*Problems and tasks*
A. Transcribe the article on Michael Pierce, beginning at the words "Pierce, 27, passed" and stopping after the words "unable to practice.".
B. In the article on Michael Pierce, what did the Ravens give Jacksonville in exchange for Calais Campbell?

Michael Pierce is a big man who’s determined not to become too big a man as he and 327 million of his fellow Americans wait out a coronavirus pandemic that has no timetable for returning any of us to normalcy.
“I have a pretty solid plan,” the Vikings’ new nose tackle said Friday. “It’s only been a few days since they shut down my gym. But I think the plan is working well and will serve me well until it’s time to go.”
Pierce, 27, passed his physical before signing a three-year, $27 million deal. But he won’t physically join his new team until league restrictions related to the pandemic are lifted.
“I’m under [345 pounds],” said the 6-foot Pierce, referring to last year’s playing weight. “I’ll be ready to roll as soon as Day One starts.”
It was a different story last summer. Pierce reported to Ravens camp overweight, out of shape and unable to practice.
“I was deep, deep into power lifting,” he said. “I mismanaged my cardiovascular program very, very badly.”
Pierce calls himself a big fan of the World’s Strongest Man competition. He says he’d be on the U.S. Olympic weightlifting team if he weren’t playing football. And if that’s not enough testosterone for you, he also said he’s “at least in the top 10 strongest guys in the NFL.”
Google the video of his 750-pound squat for supporting evidence.
Pierce also wants to be smart enough to learn from being told he was too out of shape to practice last summer.
“I totally overhauled everything I’ve done since then,” he said. “Starting with having a nutritionist and working with the right company to put the right things in my body not only during the season but year-round now.”
Pierce is waiting out the pandemic in his hometown of Mobile, Ala. The trainer at his gym in Pensacola, Fla., sent him a home workout program to follow until the gym reopens.
“And I have a meal prep company that is making all of my meals and making sure I’m putting the right things in my body,” Pierce said.
Pierce was 350 pounds when he was turning heads at Samford, a little FCS school in Birmingham, Ala. The Ravens signed him as an undrafted free agent in 2016 even though they already were deep along the defensive line.
“I wasn’t very, very, very confident in Baltimore with the number of guys they had and the amount of talent they had,” Pierce said. “I would play two plays in practice in OTAs [as a rookie]. … I just kind of had to grind my way through it.”
After playing in 16 games as a rookie, Pierce became the starting nose tackle as Brandon Williams shifted to three-technique. Pierce became a respected run-stopper, ranking as Pro Football Focus’ fifth-best interior linemen in 2018 before dropping to 48th last year.
After Tennessee ran the top-seeded Ravens out of the playoffs last season, Baltimore decided to upgrade its defensive line. The Ravens traded a fifth-round draft pick to Jacksonville for Calais Campbell, signed Rams defensive tackle Michael Brockers and let Pierce walk at the end of his one-year contract.
Pierce said he wasn’t surprised or upset. He said he knew that adding the more versatile Campbell and Brockers meant the Ravens likely would choose to move Williams back to his more natural position at nose tackle.
“I knew either way, I was going to be OK,” he said. “It was time for me to go and grow and play a lot more and just develop as a player. It was just timing.”
One of Pierce’s friends is Imarjaye Albury, the Vikings’ new assistant defensive line coach. He helped recruit Pierce when it became obvious that the Vikings were moving on from Linval Joseph, who went to two Pro Bowls in six seasons as a cornerstone player in Mike Zimmer’s defense.
Pierce said “everything just worked out perfectly” after he had conversations with the team and did some research on Andre Patterson, the Vikings’ co-defensive coordinator and widely respected defensive line coach.
“The Vikings have a tremendous history at the defensive tackle position,” Pierce said. “And obviously with Linval leaving, I think I can pick up where he left off and continue to grow my game as well.”

*Dataset entries*

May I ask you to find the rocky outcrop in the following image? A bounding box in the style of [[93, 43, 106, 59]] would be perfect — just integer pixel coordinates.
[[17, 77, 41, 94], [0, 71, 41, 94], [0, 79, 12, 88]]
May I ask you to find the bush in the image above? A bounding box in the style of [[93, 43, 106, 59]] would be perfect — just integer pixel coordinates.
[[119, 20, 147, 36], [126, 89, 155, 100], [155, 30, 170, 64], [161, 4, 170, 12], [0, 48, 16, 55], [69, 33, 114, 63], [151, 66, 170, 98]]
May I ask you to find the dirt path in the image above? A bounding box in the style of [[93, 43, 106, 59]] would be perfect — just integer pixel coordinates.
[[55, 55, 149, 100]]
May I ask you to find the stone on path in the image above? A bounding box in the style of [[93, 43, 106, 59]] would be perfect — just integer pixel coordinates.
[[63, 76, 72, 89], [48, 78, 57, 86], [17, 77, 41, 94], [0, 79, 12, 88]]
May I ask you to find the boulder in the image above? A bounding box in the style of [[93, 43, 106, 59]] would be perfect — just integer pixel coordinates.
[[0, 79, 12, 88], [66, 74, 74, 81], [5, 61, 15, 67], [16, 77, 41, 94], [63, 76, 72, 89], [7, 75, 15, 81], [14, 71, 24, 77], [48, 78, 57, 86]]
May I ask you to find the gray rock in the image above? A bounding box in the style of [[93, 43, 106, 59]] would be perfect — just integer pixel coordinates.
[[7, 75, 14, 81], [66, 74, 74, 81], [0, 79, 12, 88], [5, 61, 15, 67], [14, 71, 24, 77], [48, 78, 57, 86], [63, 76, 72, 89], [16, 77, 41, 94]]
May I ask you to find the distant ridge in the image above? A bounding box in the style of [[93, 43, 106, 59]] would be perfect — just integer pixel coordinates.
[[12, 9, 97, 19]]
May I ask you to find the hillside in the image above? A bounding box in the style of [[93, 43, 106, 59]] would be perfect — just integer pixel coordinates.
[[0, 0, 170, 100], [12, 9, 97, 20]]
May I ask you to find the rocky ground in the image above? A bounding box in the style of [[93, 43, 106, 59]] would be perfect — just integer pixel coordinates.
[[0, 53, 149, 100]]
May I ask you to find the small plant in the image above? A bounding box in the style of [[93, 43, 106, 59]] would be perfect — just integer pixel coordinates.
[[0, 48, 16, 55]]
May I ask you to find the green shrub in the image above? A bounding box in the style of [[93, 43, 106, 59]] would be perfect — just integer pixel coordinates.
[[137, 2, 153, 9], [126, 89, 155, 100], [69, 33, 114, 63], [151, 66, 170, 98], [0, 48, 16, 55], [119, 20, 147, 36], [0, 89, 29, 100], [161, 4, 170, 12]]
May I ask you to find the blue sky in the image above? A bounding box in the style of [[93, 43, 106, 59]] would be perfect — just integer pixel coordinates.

*Task-by-task outputs*
A.
Pierce, 27, passed his physical before signing a three-year, $27 million deal. But he won’t physically join his new team until league restrictions related to the pandemic are lifted.
“I’m under [345 pounds],” said the 6-foot Pierce, referring to last year’s playing weight. “I’ll be ready to roll as soon as Day One starts.”
It was a different story last summer. Pierce reported to Ravens camp overweight, out of shape and unable to practice.

B. A fifth-round draft pick.